Problem details:
Starting with the first line of the data and ending with the line that contains "[78, 44, 118, 53]", render each line as one string in a JSON list, skipping blank lines and leaving the pictures out.

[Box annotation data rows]
..............................

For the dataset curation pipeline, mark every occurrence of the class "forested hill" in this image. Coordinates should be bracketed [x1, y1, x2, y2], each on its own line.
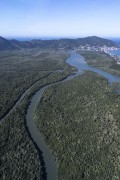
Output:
[0, 36, 16, 50]
[0, 36, 118, 50]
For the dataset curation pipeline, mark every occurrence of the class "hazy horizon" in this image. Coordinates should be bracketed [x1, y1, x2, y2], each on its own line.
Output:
[0, 0, 120, 38]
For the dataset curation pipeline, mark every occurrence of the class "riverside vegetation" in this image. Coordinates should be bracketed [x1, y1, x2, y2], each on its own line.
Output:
[35, 71, 120, 180]
[0, 49, 75, 180]
[78, 51, 120, 76]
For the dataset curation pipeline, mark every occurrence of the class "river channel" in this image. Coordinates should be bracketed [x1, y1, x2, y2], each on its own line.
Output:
[26, 51, 120, 180]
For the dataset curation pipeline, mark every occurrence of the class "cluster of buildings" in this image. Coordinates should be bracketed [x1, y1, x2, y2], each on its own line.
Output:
[77, 44, 120, 64]
[78, 44, 118, 53]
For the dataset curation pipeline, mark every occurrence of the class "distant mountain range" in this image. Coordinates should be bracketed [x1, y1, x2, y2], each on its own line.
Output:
[0, 36, 118, 50]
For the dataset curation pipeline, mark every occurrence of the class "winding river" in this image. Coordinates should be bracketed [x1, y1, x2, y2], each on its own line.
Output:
[26, 51, 120, 180]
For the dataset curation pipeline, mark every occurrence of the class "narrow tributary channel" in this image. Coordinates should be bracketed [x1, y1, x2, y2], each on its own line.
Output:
[26, 52, 120, 180]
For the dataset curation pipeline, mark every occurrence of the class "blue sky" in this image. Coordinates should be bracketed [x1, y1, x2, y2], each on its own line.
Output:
[0, 0, 120, 37]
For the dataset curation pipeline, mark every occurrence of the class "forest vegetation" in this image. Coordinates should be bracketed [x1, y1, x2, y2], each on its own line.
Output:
[35, 71, 120, 180]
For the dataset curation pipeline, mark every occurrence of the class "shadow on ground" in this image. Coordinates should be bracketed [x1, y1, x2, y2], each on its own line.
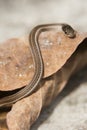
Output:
[31, 66, 87, 130]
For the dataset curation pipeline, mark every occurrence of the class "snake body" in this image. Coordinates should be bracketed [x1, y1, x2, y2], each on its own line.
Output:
[0, 23, 75, 107]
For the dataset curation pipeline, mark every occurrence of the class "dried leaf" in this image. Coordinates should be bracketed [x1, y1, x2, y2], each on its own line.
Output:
[0, 27, 87, 130]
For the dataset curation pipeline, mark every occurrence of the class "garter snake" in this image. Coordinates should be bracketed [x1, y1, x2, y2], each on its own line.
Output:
[0, 23, 75, 107]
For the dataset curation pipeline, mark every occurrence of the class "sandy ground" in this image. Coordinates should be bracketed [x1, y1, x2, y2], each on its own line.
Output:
[0, 0, 87, 130]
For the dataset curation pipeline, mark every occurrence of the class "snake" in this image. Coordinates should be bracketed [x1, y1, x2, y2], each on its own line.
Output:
[0, 23, 76, 107]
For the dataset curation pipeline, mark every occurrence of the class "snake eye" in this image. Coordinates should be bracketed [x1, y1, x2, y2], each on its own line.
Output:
[62, 25, 76, 38]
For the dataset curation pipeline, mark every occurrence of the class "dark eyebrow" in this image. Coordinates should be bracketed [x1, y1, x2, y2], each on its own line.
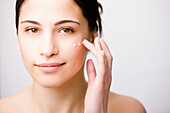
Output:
[54, 20, 80, 26]
[21, 20, 80, 26]
[21, 20, 41, 26]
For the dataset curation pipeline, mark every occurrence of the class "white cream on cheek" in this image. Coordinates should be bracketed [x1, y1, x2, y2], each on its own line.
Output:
[73, 43, 82, 47]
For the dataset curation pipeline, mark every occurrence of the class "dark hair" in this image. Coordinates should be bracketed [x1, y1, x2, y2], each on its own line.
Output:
[15, 0, 103, 35]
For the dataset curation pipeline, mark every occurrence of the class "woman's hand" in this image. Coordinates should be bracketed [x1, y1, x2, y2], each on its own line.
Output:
[83, 37, 113, 113]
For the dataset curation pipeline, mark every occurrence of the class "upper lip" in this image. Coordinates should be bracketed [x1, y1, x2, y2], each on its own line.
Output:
[35, 62, 65, 67]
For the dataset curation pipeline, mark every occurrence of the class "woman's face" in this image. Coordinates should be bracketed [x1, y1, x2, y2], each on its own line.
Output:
[18, 0, 91, 87]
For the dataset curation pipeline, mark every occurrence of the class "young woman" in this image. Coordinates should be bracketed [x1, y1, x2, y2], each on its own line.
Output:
[0, 0, 145, 113]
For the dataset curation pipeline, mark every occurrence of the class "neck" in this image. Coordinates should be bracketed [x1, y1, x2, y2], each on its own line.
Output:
[32, 67, 87, 113]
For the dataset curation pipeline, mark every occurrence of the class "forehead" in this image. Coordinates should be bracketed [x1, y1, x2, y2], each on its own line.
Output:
[20, 0, 85, 22]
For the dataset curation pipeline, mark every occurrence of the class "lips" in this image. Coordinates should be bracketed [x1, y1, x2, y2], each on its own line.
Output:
[35, 62, 65, 73]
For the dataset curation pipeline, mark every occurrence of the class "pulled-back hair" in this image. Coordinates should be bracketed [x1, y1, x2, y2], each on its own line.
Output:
[15, 0, 103, 35]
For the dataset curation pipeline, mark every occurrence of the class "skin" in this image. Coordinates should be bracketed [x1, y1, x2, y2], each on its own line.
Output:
[0, 0, 145, 113]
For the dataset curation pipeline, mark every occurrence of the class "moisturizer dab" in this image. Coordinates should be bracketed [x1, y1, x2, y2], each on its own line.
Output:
[73, 43, 82, 47]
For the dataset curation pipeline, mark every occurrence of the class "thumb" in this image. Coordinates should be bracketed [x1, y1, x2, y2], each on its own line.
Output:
[87, 59, 96, 83]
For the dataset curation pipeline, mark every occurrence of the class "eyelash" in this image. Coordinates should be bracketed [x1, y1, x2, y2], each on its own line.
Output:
[59, 28, 74, 33]
[26, 28, 38, 33]
[25, 28, 75, 33]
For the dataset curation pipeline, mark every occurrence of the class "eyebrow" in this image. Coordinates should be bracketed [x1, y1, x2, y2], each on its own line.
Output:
[21, 20, 80, 26]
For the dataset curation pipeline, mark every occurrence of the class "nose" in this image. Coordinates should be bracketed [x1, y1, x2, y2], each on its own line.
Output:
[40, 33, 59, 58]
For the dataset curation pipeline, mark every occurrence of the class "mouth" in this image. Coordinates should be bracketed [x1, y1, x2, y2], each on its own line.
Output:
[35, 62, 66, 73]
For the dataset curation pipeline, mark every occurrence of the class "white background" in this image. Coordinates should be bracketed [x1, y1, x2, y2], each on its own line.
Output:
[0, 0, 170, 113]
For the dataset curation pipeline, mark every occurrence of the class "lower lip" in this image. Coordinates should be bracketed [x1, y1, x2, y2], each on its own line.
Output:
[38, 66, 60, 73]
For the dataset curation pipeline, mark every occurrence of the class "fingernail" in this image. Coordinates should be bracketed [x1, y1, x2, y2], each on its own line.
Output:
[97, 37, 100, 43]
[100, 51, 104, 56]
[82, 39, 88, 44]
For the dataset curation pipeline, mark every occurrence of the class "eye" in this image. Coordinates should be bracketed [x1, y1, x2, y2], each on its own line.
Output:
[60, 28, 74, 33]
[26, 28, 38, 33]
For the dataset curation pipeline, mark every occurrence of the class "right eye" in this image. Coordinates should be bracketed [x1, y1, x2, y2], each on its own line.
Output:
[26, 28, 38, 33]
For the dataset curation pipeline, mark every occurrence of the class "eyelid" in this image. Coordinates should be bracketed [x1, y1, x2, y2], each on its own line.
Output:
[25, 27, 40, 33]
[57, 27, 75, 33]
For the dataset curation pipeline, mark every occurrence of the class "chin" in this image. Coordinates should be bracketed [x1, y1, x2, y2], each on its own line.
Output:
[35, 73, 73, 88]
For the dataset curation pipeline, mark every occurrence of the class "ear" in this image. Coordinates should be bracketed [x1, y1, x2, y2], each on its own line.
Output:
[90, 31, 98, 43]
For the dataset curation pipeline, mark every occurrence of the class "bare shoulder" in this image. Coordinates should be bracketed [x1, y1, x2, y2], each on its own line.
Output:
[0, 88, 31, 113]
[108, 93, 146, 113]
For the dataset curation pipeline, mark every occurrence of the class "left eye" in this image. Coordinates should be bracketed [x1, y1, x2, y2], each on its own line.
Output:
[61, 28, 73, 33]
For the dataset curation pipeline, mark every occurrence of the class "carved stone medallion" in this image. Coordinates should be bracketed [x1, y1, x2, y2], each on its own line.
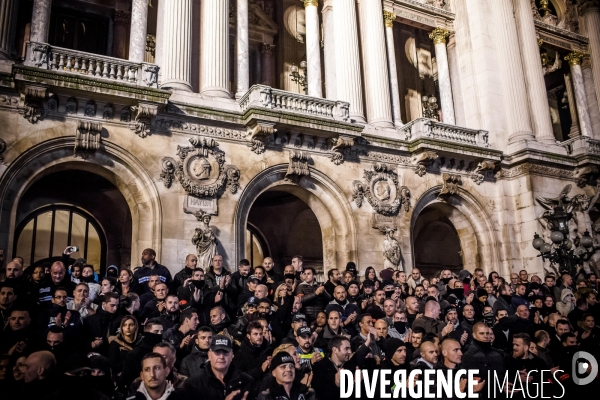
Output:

..............................

The solution:
[
  "For the dataset curation pipeline, mark every occurrence of the class \"forested hill\" in this image. Coordinates should be bracketed [x1, y1, x2, y2], each on its own line.",
  "Output:",
  "[0, 36, 16, 50]",
  "[0, 36, 118, 50]",
  "For the dataset curation pipeline, mark every occurrence of the class \"hazy horizon\" in this image. Coordinates should be bracketed [x1, y1, x2, y2], each on its own line.",
  "Output:",
  "[0, 0, 120, 38]",
  "For the dataset curation pipeline, mark every occurrence of the class \"riverside vegetation\" in this image. Coordinates should be bracketed [x1, y1, x2, y2], each on its own line.",
  "Output:",
  "[35, 71, 120, 180]",
  "[0, 49, 75, 180]",
  "[78, 51, 120, 76]",
  "For the dataset curation pipeline, mark every occurrence of the class \"river channel\" in this image. Coordinates should be bracketed [x1, y1, x2, y2], each on its own line.",
  "Output:",
  "[26, 51, 120, 180]",
  "For the dataset curation pipeline, mark every occurrence of the class \"cluster of buildings\" in this image. Coordinates should be bracketed [x1, y1, x2, y2], each on its own line.",
  "Output:",
  "[77, 44, 120, 64]",
  "[78, 44, 118, 53]"
]